* _Trecho do documento_:

┄┄┄┄┄┄

“A Igreja Evangélica deixou a ciência sozinha, caminhar sozinha, e aí cientistas tomaram conta dessa área e nós nos afastamos”, lamuriava-se, em 2013, a advogada e pastora evangélica Damares Alves, que atualmente ocupa um cargo no primeiro escalão do governo federal capitaneado – sem trocadilho – por Jair Bolsonaro.
Naquela época (é possível que suas opiniões tenham mudado deste então), Damares considerava esse “afastamento” entre religião e ciência uma lástima. “A Igreja Evangélica perdeu espaço na história. Nós perdemos um espaço na ciência, quando deixamos a teoria da evolução entrar nas escolas”, disse ela, na mesma oportunidade.
A Damares de 2013 teria feito bem se, além da Bíblia, tivesse estudado também a história do cristianismo. A mais antiga das igrejas cristãs – a Católica – havia decidido, em 1633, ano da condenação de Galileu Galilei, que não era uma boa ideia deixar “a ciência caminhar sozinha”, e tinha condenado a ideia científica de que a Terra girava em torno do Sol.
O que havia sido uma demonstração de força foi, aos poucos, se mostrando motivo de vergonha. Mais de cem anos depois da denúncia de Galileu, em 1758, a Sé Romana passou a autorizar que católicos lessem livros afirmando que o Sol é centro do nosso sistema; mas foi apenas em 1822 que livros afirmando o heliocentrismo puderam passar a ser impressos em Roma. Finalmente, em 1992, o papa João Paulo II admitiu que Galileu, enfim, estava certo.
Hoje em dia, essas datas são apenas pequenos embaraços históricos, servindo de diversão para ateus militantes – e é óbvio que os católicos mais instruídos já vinham ignorando as diretrizes do Vaticano sobre quem gira em torno de quem décadas, ou séculos, antes das autorizações oficiais.
As denominações cristãs de extração mais recente fariam bem se prestassem atenção na saia justa em que a Sé Romana se meteu, ao tentar sufocar a ciência com dogmas, e acatassem a evolução das espécies mais rapidamente do que o Vaticano acatou o heliocentrismo.
Para além das eventuais considerações religiosas, no entanto, “deixar a ciência sozinha” – livre das amarras da teologia ou da ideologia – é parte da receita que faz um país desenvolver-se. Em 1945, o então presidente dos Estados Unidos, Franklin Roosevelt, recebeu de seu assessor Vannevar Bush um parecer com o título poético de “Ciência: A Fronteira Sem Fim”.

┄┄┄┄┄┄

* _Itens listados_:
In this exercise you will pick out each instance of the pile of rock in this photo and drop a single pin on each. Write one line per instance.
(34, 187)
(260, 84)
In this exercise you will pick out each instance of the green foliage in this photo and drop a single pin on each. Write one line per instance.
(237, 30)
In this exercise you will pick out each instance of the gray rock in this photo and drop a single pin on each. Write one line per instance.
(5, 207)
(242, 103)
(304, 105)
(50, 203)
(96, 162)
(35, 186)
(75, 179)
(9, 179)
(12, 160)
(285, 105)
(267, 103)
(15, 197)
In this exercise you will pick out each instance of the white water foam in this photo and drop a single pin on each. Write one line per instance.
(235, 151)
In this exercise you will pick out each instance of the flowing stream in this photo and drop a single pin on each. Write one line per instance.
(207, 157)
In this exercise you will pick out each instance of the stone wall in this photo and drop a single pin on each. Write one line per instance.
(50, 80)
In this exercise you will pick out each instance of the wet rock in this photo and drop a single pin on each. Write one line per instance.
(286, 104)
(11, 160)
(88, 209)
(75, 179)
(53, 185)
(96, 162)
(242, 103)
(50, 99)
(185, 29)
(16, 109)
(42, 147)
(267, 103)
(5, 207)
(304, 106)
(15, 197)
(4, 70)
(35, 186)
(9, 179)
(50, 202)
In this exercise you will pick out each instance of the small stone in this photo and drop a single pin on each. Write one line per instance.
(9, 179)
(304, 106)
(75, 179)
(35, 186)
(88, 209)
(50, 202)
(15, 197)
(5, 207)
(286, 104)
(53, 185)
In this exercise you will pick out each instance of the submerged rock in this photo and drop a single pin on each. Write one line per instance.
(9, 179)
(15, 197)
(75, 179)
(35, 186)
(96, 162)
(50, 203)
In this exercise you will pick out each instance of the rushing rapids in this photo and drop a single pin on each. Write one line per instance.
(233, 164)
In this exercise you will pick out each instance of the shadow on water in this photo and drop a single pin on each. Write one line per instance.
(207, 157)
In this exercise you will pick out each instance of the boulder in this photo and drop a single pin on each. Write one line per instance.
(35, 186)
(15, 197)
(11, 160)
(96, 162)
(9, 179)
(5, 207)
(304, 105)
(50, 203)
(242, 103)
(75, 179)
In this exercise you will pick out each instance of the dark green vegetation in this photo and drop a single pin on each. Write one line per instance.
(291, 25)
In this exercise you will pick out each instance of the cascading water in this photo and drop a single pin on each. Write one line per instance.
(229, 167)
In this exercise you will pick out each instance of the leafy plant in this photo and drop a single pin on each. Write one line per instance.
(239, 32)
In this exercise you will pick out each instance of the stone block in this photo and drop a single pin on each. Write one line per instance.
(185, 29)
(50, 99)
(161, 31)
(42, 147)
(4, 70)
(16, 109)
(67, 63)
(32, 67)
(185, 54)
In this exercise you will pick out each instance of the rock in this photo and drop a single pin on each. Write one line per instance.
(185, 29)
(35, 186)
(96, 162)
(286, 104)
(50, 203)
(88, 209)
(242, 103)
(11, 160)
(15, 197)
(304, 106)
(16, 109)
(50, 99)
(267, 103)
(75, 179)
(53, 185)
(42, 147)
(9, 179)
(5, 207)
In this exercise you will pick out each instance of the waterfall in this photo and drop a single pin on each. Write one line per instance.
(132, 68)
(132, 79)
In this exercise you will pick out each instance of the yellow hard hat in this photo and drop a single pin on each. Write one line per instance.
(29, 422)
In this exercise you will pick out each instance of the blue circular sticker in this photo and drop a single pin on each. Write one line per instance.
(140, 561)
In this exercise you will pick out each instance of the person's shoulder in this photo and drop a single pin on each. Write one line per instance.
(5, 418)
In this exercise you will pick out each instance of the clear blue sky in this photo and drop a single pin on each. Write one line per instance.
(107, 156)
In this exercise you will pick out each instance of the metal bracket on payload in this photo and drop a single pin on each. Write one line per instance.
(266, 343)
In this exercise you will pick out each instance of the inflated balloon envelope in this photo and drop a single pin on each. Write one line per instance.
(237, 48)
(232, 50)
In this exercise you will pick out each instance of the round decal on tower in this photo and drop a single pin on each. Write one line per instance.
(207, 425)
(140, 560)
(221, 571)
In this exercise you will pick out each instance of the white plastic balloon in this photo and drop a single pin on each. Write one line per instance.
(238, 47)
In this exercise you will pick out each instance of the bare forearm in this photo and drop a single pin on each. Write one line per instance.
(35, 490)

┄┄┄┄┄┄

* _Enunciado da tarefa_:
Prossiga o texto sobre ciência e religião, começando logo após a última frase apresentada. Os itens não são usados aqui.

* _Resposta da tarefa_:
Era a época do Projeto Manhattan, que preparava as primeiras bombas atômicas, e já estava mais ou menos claro que o desenvolvimento científico seria o grande diferencial entre as potências que viriam a emergir após o fim da 2ª Guerra Mundial.
Bush aconselha o presidente da seguinte forma: “O progresso científico, numa frente ampla, é resultado do livre jogo de intelectos livres, trabalhando em assuntos de sua própria escolha, de um modo determinado pela curiosidade na exploração do desconhecido. A liberdade de investigação deve ser preservada, sob qualquer plano governamental de apoio à ciência”.
Não é exagero dizer que Bush pedia que o governo deixasse a ciência escolher seus próprios caminhos – “caminhar sozinha”, exatamente aquilo que a Damares de 2013 via como “erro”.
O resultado do “erro”? A maior economia do mundo, o maior numero de prêmios Nobel, a criação dos produtos tecnológicos mais valorizados e cobiçados do globo, o maior volume de estudos sobre saúde e tratamentos médicos do planeta.
A ciência funciona melhor – e suas contribuições para a sociedade se multiplicam mais rapidamente – quando os cientistas são livres para perseguir as questões que mais lhes interessam, e o fazem com a certeza de que poderão persegui-las não importa aonde as pesquisas os levem, sem medo de dogma ou censura.
O atual governo brasileiro parece bastante aberto a acatar sugestões vindas dos Estados Unidos. O trabalho de Vannevar Bush seria um bom ponto para começar.